- Opening Delimiter -

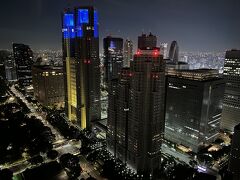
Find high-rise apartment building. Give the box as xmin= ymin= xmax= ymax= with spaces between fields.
xmin=103 ymin=36 xmax=123 ymax=84
xmin=62 ymin=6 xmax=101 ymax=129
xmin=165 ymin=69 xmax=225 ymax=152
xmin=123 ymin=39 xmax=133 ymax=67
xmin=168 ymin=41 xmax=179 ymax=63
xmin=32 ymin=65 xmax=64 ymax=107
xmin=13 ymin=43 xmax=34 ymax=87
xmin=228 ymin=123 xmax=240 ymax=180
xmin=107 ymin=34 xmax=166 ymax=176
xmin=221 ymin=50 xmax=240 ymax=132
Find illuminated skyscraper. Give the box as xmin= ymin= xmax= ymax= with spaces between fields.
xmin=165 ymin=69 xmax=225 ymax=152
xmin=62 ymin=6 xmax=101 ymax=129
xmin=103 ymin=36 xmax=123 ymax=84
xmin=123 ymin=39 xmax=133 ymax=67
xmin=221 ymin=50 xmax=240 ymax=132
xmin=128 ymin=47 xmax=165 ymax=175
xmin=168 ymin=41 xmax=179 ymax=63
xmin=13 ymin=43 xmax=33 ymax=87
xmin=107 ymin=34 xmax=166 ymax=176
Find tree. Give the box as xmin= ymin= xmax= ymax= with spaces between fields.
xmin=0 ymin=168 xmax=13 ymax=180
xmin=59 ymin=153 xmax=82 ymax=179
xmin=47 ymin=150 xmax=59 ymax=160
xmin=28 ymin=155 xmax=44 ymax=165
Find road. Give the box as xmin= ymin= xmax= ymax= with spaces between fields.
xmin=8 ymin=86 xmax=103 ymax=179
xmin=78 ymin=155 xmax=105 ymax=180
xmin=10 ymin=86 xmax=64 ymax=142
xmin=7 ymin=86 xmax=78 ymax=174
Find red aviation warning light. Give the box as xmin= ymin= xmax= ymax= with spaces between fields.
xmin=136 ymin=49 xmax=141 ymax=55
xmin=153 ymin=49 xmax=159 ymax=56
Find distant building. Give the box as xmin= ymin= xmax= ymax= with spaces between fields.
xmin=165 ymin=59 xmax=189 ymax=70
xmin=138 ymin=33 xmax=157 ymax=50
xmin=32 ymin=65 xmax=64 ymax=107
xmin=228 ymin=123 xmax=240 ymax=180
xmin=107 ymin=33 xmax=166 ymax=176
xmin=123 ymin=39 xmax=133 ymax=67
xmin=62 ymin=7 xmax=101 ymax=129
xmin=0 ymin=50 xmax=10 ymax=79
xmin=5 ymin=55 xmax=17 ymax=82
xmin=169 ymin=41 xmax=179 ymax=63
xmin=165 ymin=69 xmax=225 ymax=152
xmin=0 ymin=63 xmax=5 ymax=79
xmin=221 ymin=50 xmax=240 ymax=132
xmin=160 ymin=43 xmax=168 ymax=59
xmin=13 ymin=43 xmax=34 ymax=87
xmin=103 ymin=36 xmax=123 ymax=84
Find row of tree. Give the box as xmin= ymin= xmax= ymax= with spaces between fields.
xmin=0 ymin=103 xmax=55 ymax=164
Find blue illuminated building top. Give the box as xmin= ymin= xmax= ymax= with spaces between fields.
xmin=94 ymin=10 xmax=99 ymax=38
xmin=63 ymin=13 xmax=75 ymax=39
xmin=64 ymin=14 xmax=74 ymax=27
xmin=78 ymin=9 xmax=89 ymax=24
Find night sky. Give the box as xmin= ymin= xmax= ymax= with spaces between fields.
xmin=0 ymin=0 xmax=239 ymax=52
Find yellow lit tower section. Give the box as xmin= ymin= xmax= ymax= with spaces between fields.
xmin=62 ymin=12 xmax=77 ymax=122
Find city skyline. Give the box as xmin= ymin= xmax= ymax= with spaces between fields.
xmin=0 ymin=0 xmax=240 ymax=52
xmin=0 ymin=1 xmax=240 ymax=179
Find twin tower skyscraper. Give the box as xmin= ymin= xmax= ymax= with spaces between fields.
xmin=62 ymin=7 xmax=101 ymax=129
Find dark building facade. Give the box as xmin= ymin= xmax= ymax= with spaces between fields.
xmin=138 ymin=33 xmax=157 ymax=50
xmin=103 ymin=36 xmax=123 ymax=84
xmin=107 ymin=34 xmax=166 ymax=176
xmin=165 ymin=69 xmax=225 ymax=152
xmin=123 ymin=39 xmax=133 ymax=67
xmin=62 ymin=6 xmax=101 ymax=129
xmin=107 ymin=68 xmax=131 ymax=163
xmin=228 ymin=123 xmax=240 ymax=180
xmin=5 ymin=55 xmax=17 ymax=82
xmin=13 ymin=43 xmax=34 ymax=87
xmin=32 ymin=65 xmax=64 ymax=107
xmin=221 ymin=50 xmax=240 ymax=132
xmin=168 ymin=41 xmax=179 ymax=63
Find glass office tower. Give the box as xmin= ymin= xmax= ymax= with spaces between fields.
xmin=165 ymin=69 xmax=225 ymax=152
xmin=221 ymin=50 xmax=240 ymax=132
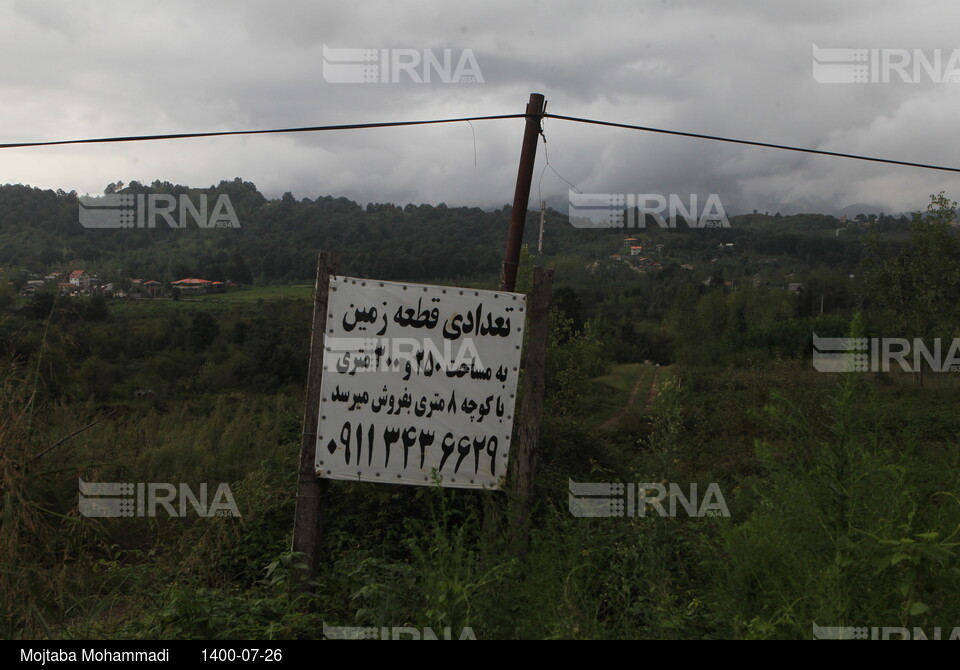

- Closing Delimiter -

For this exercise, transcribe the data exactly but without its pictures.

Expected answer:
Find high-rise apartment building. Give the box as xmin= ymin= xmax= ymax= with spaces between fields.
xmin=103 ymin=36 xmax=123 ymax=84
xmin=62 ymin=6 xmax=101 ymax=129
xmin=165 ymin=69 xmax=225 ymax=152
xmin=123 ymin=39 xmax=133 ymax=67
xmin=168 ymin=41 xmax=179 ymax=63
xmin=32 ymin=65 xmax=64 ymax=107
xmin=13 ymin=43 xmax=34 ymax=87
xmin=228 ymin=123 xmax=240 ymax=180
xmin=107 ymin=34 xmax=166 ymax=176
xmin=221 ymin=50 xmax=240 ymax=132
Find illuminated skyscraper. Give the box as xmin= ymin= xmax= ymax= with spaces between fields.
xmin=165 ymin=69 xmax=225 ymax=152
xmin=62 ymin=6 xmax=101 ymax=129
xmin=103 ymin=36 xmax=123 ymax=84
xmin=123 ymin=39 xmax=133 ymax=67
xmin=221 ymin=50 xmax=240 ymax=132
xmin=128 ymin=47 xmax=165 ymax=175
xmin=168 ymin=41 xmax=179 ymax=63
xmin=13 ymin=43 xmax=33 ymax=87
xmin=107 ymin=34 xmax=166 ymax=176
Find tree. Give the box as xmin= ymin= xmax= ymax= with spaces between fields.
xmin=0 ymin=168 xmax=13 ymax=180
xmin=59 ymin=153 xmax=82 ymax=179
xmin=47 ymin=150 xmax=59 ymax=160
xmin=28 ymin=155 xmax=44 ymax=165
Find road. Give the box as xmin= ymin= xmax= ymax= with spaces between fields.
xmin=8 ymin=86 xmax=103 ymax=179
xmin=78 ymin=155 xmax=105 ymax=180
xmin=10 ymin=86 xmax=64 ymax=142
xmin=7 ymin=86 xmax=78 ymax=174
Find red aviation warning light. Give the box as xmin= ymin= xmax= ymax= with spaces between fields.
xmin=136 ymin=49 xmax=141 ymax=55
xmin=153 ymin=49 xmax=159 ymax=56
Find distant building. Give the box as xmin= ymin= xmax= ymax= with spaces between fields.
xmin=165 ymin=59 xmax=189 ymax=70
xmin=138 ymin=33 xmax=157 ymax=50
xmin=32 ymin=65 xmax=64 ymax=107
xmin=228 ymin=123 xmax=240 ymax=180
xmin=107 ymin=33 xmax=166 ymax=176
xmin=123 ymin=39 xmax=133 ymax=67
xmin=62 ymin=7 xmax=101 ymax=129
xmin=0 ymin=50 xmax=10 ymax=79
xmin=5 ymin=55 xmax=17 ymax=82
xmin=169 ymin=41 xmax=179 ymax=63
xmin=165 ymin=69 xmax=225 ymax=152
xmin=0 ymin=63 xmax=5 ymax=79
xmin=221 ymin=50 xmax=240 ymax=132
xmin=160 ymin=43 xmax=168 ymax=59
xmin=13 ymin=43 xmax=34 ymax=87
xmin=103 ymin=36 xmax=123 ymax=84
Find row of tree. Give the box as xmin= ymin= xmax= ymax= with spaces between fields.
xmin=0 ymin=103 xmax=55 ymax=164
Find blue illuminated building top. Give the box as xmin= ymin= xmax= ymax= with spaces between fields.
xmin=94 ymin=10 xmax=99 ymax=38
xmin=63 ymin=13 xmax=75 ymax=39
xmin=64 ymin=14 xmax=74 ymax=27
xmin=78 ymin=9 xmax=89 ymax=24
Find night sky. Give the box as xmin= ymin= xmax= ymax= with spaces between fields.
xmin=0 ymin=0 xmax=239 ymax=52
Find yellow lit tower section. Give the box as xmin= ymin= xmax= ymax= with spaces between fields.
xmin=62 ymin=12 xmax=77 ymax=122
Find city skyline. Give the box as xmin= ymin= xmax= ymax= with spaces between fields.
xmin=0 ymin=0 xmax=240 ymax=52
xmin=0 ymin=1 xmax=240 ymax=179
Find twin tower skyscraper. Give the box as xmin= ymin= xmax= ymax= with spaces between fields.
xmin=62 ymin=7 xmax=101 ymax=129
Find dark building facade. Give the box as xmin= ymin= xmax= ymax= with spaces between fields.
xmin=138 ymin=33 xmax=157 ymax=50
xmin=103 ymin=36 xmax=123 ymax=84
xmin=107 ymin=34 xmax=166 ymax=176
xmin=165 ymin=69 xmax=225 ymax=152
xmin=123 ymin=39 xmax=133 ymax=67
xmin=62 ymin=6 xmax=101 ymax=129
xmin=107 ymin=68 xmax=131 ymax=163
xmin=228 ymin=123 xmax=240 ymax=180
xmin=5 ymin=55 xmax=17 ymax=82
xmin=13 ymin=43 xmax=34 ymax=87
xmin=32 ymin=65 xmax=64 ymax=107
xmin=221 ymin=50 xmax=240 ymax=132
xmin=168 ymin=41 xmax=179 ymax=63
Find glass office tower. Give the box as xmin= ymin= xmax= ymax= with spaces between fields.
xmin=165 ymin=69 xmax=225 ymax=152
xmin=221 ymin=50 xmax=240 ymax=132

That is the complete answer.